Written instruction>
Count how many lines in the rows below contain the string "green", with case counting. Reply with only the number.

Records
● ● ● ● ● ● ●

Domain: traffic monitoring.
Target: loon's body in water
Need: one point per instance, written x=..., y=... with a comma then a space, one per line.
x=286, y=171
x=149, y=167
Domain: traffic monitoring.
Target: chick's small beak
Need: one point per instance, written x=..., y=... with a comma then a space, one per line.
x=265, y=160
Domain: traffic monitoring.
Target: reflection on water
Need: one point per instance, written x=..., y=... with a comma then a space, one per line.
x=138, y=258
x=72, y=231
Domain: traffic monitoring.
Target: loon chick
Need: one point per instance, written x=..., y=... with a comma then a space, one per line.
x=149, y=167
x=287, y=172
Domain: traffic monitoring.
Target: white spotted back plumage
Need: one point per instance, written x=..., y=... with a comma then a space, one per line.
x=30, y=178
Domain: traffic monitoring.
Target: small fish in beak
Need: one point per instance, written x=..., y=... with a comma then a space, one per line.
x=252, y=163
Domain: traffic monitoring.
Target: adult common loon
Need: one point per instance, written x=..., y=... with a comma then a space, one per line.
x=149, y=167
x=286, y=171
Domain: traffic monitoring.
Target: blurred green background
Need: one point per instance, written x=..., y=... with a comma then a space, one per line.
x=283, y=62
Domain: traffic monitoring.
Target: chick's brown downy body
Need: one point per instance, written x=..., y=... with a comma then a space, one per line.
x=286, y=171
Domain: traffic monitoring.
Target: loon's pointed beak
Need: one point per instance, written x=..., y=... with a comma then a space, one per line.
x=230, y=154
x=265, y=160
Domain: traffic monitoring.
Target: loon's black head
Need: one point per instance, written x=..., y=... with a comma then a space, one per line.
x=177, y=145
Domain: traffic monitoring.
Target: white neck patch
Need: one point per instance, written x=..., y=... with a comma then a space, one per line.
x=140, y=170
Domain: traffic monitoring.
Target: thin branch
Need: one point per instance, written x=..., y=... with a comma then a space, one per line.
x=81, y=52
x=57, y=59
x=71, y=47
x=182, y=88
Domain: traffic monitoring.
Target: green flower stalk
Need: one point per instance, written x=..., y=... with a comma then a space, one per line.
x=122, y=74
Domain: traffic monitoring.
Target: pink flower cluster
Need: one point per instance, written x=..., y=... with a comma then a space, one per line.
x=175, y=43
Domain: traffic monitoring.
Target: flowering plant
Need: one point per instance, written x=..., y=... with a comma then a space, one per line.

● ● ● ● ● ● ●

The reply>
2